(Raw records)
"""

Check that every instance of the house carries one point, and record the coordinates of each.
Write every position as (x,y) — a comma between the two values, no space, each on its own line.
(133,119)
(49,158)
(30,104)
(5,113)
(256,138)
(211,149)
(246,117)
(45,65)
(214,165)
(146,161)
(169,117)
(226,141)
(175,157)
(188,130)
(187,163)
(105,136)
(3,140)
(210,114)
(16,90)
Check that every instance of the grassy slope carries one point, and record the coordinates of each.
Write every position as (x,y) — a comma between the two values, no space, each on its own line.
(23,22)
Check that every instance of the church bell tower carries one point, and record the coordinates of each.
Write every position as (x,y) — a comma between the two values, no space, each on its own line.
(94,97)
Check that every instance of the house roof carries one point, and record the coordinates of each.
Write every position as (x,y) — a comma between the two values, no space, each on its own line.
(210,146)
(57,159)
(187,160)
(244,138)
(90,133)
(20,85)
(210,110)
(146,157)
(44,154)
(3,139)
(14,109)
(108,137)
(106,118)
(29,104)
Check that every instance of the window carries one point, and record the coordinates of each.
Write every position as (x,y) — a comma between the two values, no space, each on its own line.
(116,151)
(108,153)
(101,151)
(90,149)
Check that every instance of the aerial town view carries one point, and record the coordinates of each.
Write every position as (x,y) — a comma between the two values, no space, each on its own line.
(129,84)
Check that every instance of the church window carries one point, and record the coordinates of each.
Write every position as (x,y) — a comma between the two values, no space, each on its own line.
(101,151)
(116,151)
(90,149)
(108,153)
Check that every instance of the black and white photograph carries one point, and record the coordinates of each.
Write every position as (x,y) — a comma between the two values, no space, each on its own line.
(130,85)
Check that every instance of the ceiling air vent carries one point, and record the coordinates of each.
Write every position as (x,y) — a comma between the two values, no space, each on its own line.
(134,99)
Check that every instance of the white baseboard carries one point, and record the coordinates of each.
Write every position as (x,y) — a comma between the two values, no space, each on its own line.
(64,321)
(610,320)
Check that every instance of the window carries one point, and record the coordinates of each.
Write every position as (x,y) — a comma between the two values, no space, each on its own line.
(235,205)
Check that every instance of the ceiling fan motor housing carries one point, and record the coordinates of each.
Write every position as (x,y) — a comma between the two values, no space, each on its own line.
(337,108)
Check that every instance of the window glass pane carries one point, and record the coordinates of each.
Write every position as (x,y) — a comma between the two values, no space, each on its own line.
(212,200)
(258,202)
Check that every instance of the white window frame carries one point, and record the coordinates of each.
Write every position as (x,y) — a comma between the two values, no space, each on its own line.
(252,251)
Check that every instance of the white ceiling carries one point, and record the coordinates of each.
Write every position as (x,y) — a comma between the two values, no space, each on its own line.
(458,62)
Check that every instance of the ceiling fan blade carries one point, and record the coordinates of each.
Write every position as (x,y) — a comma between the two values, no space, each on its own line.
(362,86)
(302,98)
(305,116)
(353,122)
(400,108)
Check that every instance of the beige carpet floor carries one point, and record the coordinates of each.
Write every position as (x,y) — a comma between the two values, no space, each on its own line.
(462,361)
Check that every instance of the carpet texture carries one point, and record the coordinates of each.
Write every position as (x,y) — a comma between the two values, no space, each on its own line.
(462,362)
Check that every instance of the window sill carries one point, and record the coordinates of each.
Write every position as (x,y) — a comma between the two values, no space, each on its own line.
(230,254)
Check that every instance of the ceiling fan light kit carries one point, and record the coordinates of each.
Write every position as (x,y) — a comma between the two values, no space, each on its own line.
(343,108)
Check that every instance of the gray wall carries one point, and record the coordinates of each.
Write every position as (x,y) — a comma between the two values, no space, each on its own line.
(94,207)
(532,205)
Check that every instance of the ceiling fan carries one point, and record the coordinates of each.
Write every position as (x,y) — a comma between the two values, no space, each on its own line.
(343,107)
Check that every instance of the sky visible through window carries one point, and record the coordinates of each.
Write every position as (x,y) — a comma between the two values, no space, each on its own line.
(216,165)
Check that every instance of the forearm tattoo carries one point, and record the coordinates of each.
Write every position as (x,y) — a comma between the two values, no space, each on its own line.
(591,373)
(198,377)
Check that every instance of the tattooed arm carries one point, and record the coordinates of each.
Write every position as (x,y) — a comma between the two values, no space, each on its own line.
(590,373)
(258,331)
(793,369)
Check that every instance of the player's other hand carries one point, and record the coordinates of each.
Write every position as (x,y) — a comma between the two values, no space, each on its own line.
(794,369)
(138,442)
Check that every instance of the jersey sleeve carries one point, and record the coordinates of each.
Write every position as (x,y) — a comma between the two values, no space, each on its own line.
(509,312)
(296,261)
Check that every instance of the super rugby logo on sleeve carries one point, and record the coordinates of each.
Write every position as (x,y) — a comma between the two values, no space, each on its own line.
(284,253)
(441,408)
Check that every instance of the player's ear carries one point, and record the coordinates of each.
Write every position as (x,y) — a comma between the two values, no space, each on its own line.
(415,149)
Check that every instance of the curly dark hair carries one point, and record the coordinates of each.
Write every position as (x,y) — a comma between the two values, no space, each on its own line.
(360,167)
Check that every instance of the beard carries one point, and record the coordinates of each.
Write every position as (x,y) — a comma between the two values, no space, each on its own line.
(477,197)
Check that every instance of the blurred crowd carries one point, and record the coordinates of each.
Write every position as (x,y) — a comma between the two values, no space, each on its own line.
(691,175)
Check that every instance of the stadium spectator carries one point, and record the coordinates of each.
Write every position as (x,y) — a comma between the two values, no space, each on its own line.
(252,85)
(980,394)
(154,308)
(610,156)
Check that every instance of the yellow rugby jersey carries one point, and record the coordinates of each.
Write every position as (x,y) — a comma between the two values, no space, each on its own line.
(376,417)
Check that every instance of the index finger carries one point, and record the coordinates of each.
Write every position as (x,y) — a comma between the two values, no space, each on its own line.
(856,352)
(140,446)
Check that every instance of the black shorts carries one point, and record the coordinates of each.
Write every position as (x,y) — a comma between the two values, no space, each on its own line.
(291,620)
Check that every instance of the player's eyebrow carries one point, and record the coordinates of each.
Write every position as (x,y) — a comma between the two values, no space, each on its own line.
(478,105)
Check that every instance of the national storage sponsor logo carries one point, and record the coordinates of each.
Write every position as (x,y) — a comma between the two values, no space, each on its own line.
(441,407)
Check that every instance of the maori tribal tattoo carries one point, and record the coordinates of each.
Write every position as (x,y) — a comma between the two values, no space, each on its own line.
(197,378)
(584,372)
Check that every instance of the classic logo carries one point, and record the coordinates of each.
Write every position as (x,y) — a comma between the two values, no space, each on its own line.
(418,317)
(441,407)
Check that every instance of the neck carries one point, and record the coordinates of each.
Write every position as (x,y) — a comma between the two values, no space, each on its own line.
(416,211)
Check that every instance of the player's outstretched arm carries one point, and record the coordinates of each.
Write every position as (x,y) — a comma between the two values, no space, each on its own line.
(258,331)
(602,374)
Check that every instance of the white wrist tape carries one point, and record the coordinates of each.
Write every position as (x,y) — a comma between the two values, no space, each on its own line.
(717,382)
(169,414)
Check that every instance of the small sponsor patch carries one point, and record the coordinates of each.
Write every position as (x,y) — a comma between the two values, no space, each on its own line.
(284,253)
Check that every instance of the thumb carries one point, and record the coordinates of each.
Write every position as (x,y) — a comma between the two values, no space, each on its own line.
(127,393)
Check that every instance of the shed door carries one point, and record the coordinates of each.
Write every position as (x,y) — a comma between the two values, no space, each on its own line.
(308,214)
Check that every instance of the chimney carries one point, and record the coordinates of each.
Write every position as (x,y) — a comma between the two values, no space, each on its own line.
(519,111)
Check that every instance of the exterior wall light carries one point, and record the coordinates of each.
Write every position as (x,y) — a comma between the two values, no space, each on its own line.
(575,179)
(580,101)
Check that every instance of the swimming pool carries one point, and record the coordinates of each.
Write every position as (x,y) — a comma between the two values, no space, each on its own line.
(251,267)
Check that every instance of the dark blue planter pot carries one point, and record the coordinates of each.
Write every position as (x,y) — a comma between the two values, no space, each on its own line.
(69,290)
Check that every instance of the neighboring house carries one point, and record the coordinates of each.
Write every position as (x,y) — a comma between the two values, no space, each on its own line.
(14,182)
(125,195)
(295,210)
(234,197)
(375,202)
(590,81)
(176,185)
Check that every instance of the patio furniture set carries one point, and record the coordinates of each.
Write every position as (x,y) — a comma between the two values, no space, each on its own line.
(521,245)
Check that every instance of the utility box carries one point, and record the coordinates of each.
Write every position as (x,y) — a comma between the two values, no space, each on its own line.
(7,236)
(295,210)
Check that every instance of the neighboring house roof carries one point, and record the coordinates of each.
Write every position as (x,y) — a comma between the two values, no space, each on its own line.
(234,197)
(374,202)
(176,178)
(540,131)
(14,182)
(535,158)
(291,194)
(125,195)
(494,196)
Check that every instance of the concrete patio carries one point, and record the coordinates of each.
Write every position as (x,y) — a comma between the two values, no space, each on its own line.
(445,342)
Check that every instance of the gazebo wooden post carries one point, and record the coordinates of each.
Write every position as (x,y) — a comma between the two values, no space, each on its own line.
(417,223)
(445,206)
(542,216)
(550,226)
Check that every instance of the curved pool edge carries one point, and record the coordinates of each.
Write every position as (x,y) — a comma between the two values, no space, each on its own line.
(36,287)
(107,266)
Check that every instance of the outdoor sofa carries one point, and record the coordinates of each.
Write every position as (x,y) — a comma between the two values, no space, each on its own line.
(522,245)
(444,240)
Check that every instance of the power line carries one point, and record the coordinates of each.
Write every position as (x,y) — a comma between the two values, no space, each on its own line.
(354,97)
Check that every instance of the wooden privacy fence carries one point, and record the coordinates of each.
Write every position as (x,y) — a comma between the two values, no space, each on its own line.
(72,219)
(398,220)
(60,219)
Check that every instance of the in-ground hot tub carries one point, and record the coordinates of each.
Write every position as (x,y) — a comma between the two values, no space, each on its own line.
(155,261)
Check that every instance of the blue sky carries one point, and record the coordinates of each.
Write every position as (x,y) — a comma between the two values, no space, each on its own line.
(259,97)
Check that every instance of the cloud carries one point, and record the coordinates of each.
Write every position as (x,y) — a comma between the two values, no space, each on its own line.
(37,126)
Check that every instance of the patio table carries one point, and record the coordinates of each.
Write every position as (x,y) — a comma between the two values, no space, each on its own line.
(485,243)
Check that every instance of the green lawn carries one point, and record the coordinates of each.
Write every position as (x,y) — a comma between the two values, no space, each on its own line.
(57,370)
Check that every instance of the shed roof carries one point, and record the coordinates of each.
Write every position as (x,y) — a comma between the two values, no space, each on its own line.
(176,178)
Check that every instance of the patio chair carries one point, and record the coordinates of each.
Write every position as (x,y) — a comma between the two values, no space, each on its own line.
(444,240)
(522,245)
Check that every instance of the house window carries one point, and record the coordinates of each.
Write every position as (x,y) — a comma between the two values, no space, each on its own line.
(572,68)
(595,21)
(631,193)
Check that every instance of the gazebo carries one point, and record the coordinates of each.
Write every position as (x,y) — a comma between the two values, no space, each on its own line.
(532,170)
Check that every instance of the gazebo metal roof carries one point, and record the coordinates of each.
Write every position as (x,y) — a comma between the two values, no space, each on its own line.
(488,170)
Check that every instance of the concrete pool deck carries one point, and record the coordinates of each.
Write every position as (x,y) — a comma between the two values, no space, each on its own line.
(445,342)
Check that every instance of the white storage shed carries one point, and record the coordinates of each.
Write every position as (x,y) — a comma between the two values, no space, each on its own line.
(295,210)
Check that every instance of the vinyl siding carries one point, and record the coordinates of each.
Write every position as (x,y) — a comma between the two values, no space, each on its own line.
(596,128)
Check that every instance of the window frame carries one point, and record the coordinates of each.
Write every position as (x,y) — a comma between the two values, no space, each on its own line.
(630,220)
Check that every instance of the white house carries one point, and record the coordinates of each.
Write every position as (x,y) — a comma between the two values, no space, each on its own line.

"""

### [YOUR INSTRUCTIONS]
Starting at the line that has "Check that every instance of the white storage" and running through the end of the listing, write those lines out again with "window frame" swapped for "door frame" and everything else left the same.

### [SOLUTION BELOW]
Check that every instance of the white storage shed carries one point, and record the coordinates of each.
Write every position as (x,y) — a comma between the two values, no space, each on its own line.
(295,210)
Check that every instance of the vinyl siding carries one point, and record the coordinates of each.
Write every position as (x,y) — a comma between the two values, no space, each on its own line.
(596,128)
Check that every instance of the door frame carries one point, and record the coordinates of each.
Write every position as (x,y) — a comma between the two values, no space, each on its own line.
(630,220)
Check that every instance of the white house carries one point, and record the coordinates of each.
Write every position as (x,y) — a comma between the two values, no space, each on its own line.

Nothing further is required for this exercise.